**DIRECTIVES**
[1] Can you sum up the forum thread on joining a Masonic lodge in Texas in two sentences?
[2] What are the lines of the signature block that closes the first post in the Masonic lodge thread?
[3] Write the next part of the forum thread on joining a Masonic lodge in Texas, picking up after its final line.

As the Brethren above have stated, you have two options to join a *RECOGNIZED* Grand Body of Masonry here in Texas.    You can look up the *Prince Hall Affiiated, F&AM (PHA) Lodges *in your area, as well as the *Grand Lodge of Texas, AF&AM Lodges*.   It isn't our duty to sway you either way----*YOU* take the initiative to seek out Brothers from each Lodge, and *YOU* select and petition for membership at the Lodge that is the best fit *FOR YOU*.    I did the same, a little over two years ago, and was "healed" into a PHA Lodge on August 18, 2010.   

Please maintain your membership on this Forum, and keep us posted on your progress, whichever way you go.   If you have any further questions about my experience in the AF&AM "Grand Lodge" that I left, send me a Private Message, or an email, (towerbuilder7@gmail.com) and I can offer as much LIGHT as you need to help you progress toward further LIGHT in Masonry in one of our Grand Bodies, if that is what you seek.

As far as the question of what to do with your memorabilia..........I kept my old membership certificate with a picture of the Brothers from my Old Lodge; the memories I hold are dear to me; the only thing I had to dispense with is the FRATERNAL AFFILIATION......The "healing" process isn't complicated at all.   It's a series of steps that can be easily explained to you if you have questions for me off-line.     I did it, and I'm very proud of my new affiliation, as well as the relationships I've developed with Brothers NATIONWIDE on THIS Forum.   The books?!   Toss them.....if you're coming to either a Prince Hall GLoTx, F&AM or Mainstream, GLoTx AF&AM affiliated Lodge, WE WILL GIVE YOU EXACTLY WHAT YOU NEED.     HOLD YOU HEAD HIGH, BROTHER...............SMIB

BRO. VINCENT C. JONES, SR., LODGE CHAPLAIN, BAYOU CITY LODGE #228
PRINCE HALL AFFILIATION, FREE AND ACCEPTED MASONRY, HOUSTON, TEXAS
MOST WORSHIPFUL PRINCE HALL GRAND LODGE OF TEXAS


----------



## bupton52 (Sep 16, 2012)

**ROWS**
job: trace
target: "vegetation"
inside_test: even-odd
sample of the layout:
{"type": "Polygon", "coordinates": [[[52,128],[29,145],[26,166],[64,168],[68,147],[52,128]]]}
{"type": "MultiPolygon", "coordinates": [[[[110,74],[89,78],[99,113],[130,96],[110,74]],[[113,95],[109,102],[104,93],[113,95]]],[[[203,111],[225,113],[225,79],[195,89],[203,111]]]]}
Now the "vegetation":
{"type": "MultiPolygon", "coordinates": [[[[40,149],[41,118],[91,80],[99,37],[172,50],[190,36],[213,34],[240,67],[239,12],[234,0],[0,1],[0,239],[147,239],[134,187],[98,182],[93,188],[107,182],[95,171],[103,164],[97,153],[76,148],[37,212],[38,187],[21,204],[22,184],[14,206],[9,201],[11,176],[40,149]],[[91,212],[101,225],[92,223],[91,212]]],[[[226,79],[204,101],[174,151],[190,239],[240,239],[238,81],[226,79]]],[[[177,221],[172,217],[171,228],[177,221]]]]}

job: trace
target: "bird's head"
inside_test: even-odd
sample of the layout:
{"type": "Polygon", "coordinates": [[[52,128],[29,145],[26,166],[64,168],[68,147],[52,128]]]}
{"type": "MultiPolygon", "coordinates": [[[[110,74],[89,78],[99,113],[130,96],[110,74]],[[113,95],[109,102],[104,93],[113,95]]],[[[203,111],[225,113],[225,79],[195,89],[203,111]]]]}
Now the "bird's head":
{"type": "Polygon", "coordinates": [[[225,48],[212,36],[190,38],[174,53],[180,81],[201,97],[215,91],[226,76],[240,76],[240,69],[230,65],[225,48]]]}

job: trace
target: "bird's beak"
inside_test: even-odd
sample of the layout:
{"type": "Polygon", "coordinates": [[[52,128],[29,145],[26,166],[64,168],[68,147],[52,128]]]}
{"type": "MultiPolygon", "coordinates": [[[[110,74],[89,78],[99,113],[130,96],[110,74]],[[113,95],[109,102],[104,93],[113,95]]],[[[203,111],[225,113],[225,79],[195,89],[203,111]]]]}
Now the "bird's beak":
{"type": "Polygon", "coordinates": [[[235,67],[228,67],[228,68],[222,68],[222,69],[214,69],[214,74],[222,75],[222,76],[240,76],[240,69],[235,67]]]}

**ANSWERS TO THE PROBLEMS**
[1] The writer explains that there are two options for joining a recognized Grand Body of Masonry in Texas, Prince Hall Affiliated F&AM lodges and Grand Lodge of Texas AF&AM lodges, and that the reader should meet Brothers from each and petition the one that fits best. The writer, who was "healed" into a PHA Lodge on August 18, 2010, kept an old membership certificate and a picture of the Brothers from the old Lodge, gave up only the fraternal affiliation, and says the books can be tossed.

[2]
- BRO. VINCENT C. JONES, SR., LODGE CHAPLAIN, BAYOU CITY LODGE #228
- PRINCE HALL AFFILIATION, FREE AND ACCEPTED MASONRY, HOUSTON, TEXAS
- MOST WORSHIPFUL PRINCE HALL GRAND LODGE OF TEXAS

[3]
Triclocarbon said:


> @JTM, it is indeed personal experience. @Tomasball, I don't believe any member there will be requesting recognition. I don't know what to think of them, I came in when I was 18, my father being a shriner of the lodge. It hurts my heart to know I'm not accepted as a brother. I've been prudent and determined in my bettering and study; even in ritual. It came at a huge shock in my studing of masonic history, when I stumbled upon the fact my lodge was not recognized by the Grand Lodge of Texas. I have mingled with brothers of all sorts and they never found a single flaw in me or my lodge as mentioned(yet they could be in trouble just for speaking to me).  This was just in my travels; meeting brothers in my day as I went. Accepting even giving aid and having been aided by brothers. It is riveting to think I have to go through a investigative process again to be called a true brother and can be determined unfit or for what ever reason rejected. I've been living my life as one. With emblems displayed for a time; I took pride and somewhat still do, in this brotherhood that I thought I was apart. @towerbuilder, I have no need to be a mason there; the worldwide acceptance is the biggest saling point of this, to practice and be known for that because in all brothers it is in likeness, but this is not. I was duped; I will apply to the GLoT and I hope to be accepted, i don't mind taking the steps again the three the five or the seven. It is jus difficult to swallow, but I mean not to place my problems on you all. Thanks for the information, advice, and words. How it can be that a lodge practices without oversight is the clarity I was seeking, but it is not the GLoT's fault either that this lodge practices without. I can blame no one but Jeremiah Grand lodge and the GM there.


. 

I wish you the best in your future endeavors and I hope everything works out. I have some additional information for if you would send me a PM. Also, where exactly is that GL located and who is the Grand Master?


----------



## Bill Lins (Sep 16, 2012)

bupton52 said:


> where exactly is that GL located and who is the Grand Master?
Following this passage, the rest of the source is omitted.